*** Supplied entries

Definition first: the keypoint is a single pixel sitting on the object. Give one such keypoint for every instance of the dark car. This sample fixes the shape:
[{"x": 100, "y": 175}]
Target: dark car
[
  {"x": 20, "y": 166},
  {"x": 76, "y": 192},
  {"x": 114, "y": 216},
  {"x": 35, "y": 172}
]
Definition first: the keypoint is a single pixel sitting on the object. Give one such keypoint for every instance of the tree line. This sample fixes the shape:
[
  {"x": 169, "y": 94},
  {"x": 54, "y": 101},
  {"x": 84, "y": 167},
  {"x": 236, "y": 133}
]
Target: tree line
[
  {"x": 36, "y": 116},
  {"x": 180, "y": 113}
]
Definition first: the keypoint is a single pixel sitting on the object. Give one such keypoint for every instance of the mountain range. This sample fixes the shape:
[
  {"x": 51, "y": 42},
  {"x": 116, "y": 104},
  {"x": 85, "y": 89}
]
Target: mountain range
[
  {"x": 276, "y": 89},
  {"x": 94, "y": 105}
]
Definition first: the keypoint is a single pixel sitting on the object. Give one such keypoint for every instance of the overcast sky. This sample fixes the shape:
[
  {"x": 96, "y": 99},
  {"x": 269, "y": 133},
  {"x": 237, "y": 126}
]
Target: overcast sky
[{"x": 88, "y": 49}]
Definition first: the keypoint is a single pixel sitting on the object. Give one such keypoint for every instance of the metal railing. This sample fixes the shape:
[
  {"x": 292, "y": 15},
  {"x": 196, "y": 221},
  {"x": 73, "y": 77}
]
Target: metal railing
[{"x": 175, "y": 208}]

******

* Aim of the exercise
Go through the entries and report every line with the string "fixes".

* Result for this exercise
Definition first: the keypoint is a single pixel sitting on the object. Give one such keypoint for every instance of the dark car. This sample fixes the shape:
Definition first: the keypoint is a single pixel sitting on the object. Give one such keypoint for every instance of the tree line. This sample fixes the shape:
Definition first: the keypoint is a single pixel sitting on the object. Give one such keypoint for every instance of the mountain range. This sample fixes the shape:
Definition first: the keypoint is a single pixel sitting on the object. Give one such keypoint for every instance of the overcast sky. This sample fixes the shape:
Definition first: the keypoint is a single pixel sitting on the object. Give one such keypoint for every instance of the metal railing. This sample fixes the shape:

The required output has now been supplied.